→ **Source text**
- - - - - - -

Thanks for articulating why Facebook is a safer and more pleasant place to comment than LW. I tried to post pretty much this on a previous thread but wasn’t able to actually articulate the phenomenon so didn’t say anything.
That being said, I still feel like I’d rather just post on Facebook.
There are two specific problems with Facebook as a community forum that I’m aware of. The first is that the built-in archiving and discovery tools are abysmal, because that’s not the primary use case for the platform. Fortunately, we know there’s a technical solution to this, because Jeff Kaufman implemented it on his blog.
The second problem is that a number of prominent people in the community are ideologically anti-Facebook and we don’t want to exclude them. There’s a partial technical solution for this; a site that mirrored Facebook comments could also let users comment directly and interleave those comments with the Facebook ones. But I don’t think those comments could be made to show up on Facebook, so the conversation would still be fractured. I admit I would probably care more about this if not for my disagreement with the central claim that Facebook is uniquely evil.
Other than that, Facebook seems to have the whole “archipelago” thing pretty much solved.
Meanwhile, if I post on LessWrong I still expect to be heavily nitpicked, because I expect the subset of the community that’s active on this site to be disproportionately prone to nitpicking. Similarly, certain worldviews and approaches to problem-solving are overrepresented here relative to the broader community, and these aren’t necessarily the ones I most want to hear from.
Maybe this just boils down to the problem of my friends not being on here and it’s not worth your time to try to solve. But it still feels like a problem.
There are two specific problems with Facebook as a community forum that I’m aware of. The first is that the built-in archiving and discovery tools are abysmal, because that’s not the primary use case for the platform. Fortunately, we know there’s a technical solution to this, because Jeff Kaufman implemented it on his blog.
I don’t understand this response. That there exists a solution doesn’t mean that there exists a solution that 1) is easy to use and 2) that people will actually use. One of the many advantages of hosting a conversation on a blog post instead of on a Facebook status is that it’s easy for random people to link to that blog post years later. Even if people could in principle do this for Facebook statuses with the appropriate tools, the trivial inconveniences are way too high and they won’t.
(I’ve already had one friend explicitly say that he was looking for a Facebook status I wrote because he wanted to show it to someone else but found it too annoying to look for and gave up.)
I’ve been thinking about that, though I am somewhat worried about the legality of that integration (it’s unclear whether you can copy people’s content like that without their direct consent, or what would count as consent), and also think it removes most of the levers to shape the culture of a community.

- - - - - - -

Dataset rows:
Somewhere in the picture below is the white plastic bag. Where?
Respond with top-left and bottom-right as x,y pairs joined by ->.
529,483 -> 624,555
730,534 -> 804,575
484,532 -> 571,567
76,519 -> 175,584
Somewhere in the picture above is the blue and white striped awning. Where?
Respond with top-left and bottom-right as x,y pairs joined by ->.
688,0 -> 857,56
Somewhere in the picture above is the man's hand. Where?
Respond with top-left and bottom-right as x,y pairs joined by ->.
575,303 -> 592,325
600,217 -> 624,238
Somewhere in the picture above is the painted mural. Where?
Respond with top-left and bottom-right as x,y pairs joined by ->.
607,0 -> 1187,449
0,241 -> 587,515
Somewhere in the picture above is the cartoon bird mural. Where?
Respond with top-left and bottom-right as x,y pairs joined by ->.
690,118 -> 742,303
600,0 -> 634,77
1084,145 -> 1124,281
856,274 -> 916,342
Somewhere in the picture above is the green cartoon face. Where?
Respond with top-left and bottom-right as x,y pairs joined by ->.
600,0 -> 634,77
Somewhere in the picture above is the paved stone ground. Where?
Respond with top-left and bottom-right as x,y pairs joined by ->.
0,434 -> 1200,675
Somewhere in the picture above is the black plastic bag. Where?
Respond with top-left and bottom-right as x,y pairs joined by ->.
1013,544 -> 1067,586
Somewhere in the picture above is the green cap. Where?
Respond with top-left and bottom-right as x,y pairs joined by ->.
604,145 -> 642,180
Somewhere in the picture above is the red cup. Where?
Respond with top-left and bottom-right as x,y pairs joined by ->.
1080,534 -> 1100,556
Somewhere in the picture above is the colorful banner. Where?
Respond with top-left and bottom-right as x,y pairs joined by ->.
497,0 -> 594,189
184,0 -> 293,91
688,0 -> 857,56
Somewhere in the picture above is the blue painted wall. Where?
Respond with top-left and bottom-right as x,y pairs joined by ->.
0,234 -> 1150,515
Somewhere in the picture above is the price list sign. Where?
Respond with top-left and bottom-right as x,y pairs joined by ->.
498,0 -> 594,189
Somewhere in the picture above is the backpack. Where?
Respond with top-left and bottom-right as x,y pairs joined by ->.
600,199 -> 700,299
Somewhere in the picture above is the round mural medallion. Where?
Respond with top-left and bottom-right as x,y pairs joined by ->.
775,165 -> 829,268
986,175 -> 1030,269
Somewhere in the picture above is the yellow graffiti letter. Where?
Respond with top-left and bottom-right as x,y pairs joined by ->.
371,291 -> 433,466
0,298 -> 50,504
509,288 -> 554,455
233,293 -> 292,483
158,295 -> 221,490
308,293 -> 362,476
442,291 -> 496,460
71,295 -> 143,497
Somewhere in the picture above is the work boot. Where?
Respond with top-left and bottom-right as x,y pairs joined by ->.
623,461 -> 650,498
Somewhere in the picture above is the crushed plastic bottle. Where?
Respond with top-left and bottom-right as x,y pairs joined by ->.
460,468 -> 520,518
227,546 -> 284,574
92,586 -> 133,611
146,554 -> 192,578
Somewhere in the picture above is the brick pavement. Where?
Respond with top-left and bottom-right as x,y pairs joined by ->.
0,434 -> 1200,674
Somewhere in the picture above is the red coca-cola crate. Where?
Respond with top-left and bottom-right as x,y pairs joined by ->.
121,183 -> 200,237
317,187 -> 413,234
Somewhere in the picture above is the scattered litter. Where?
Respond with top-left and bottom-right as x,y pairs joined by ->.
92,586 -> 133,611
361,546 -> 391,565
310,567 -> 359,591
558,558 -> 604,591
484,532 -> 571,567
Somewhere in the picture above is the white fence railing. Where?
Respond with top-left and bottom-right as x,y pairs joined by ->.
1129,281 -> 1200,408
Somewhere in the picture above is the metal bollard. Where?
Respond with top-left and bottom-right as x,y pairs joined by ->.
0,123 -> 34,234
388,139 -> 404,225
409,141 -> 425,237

- - - - - - -

→ **Things to do**
(a) In the Facebook discussion above, who implemented a technical solution to Facebook's poor archiving and discovery tools on his blog?
(b) Summarize the Facebook discussion above in two sentences.

→ **Worked solutions**
(a) Jeff Kaufman

(b) One commenter would rather post on Facebook than LessWrong, expecting heavy nitpicking on LessWrong, and names Facebook's two problems as a community forum: poor archiving and discovery tools, and the anti-Facebook stance of some prominent community members. A reply argues that an existing solution is not necessarily one people will use, since old Facebook statuses are too inconvenient to find and link to, while another comment raises worries about the legality of copying Facebook content and about losing the levers to shape a community's culture.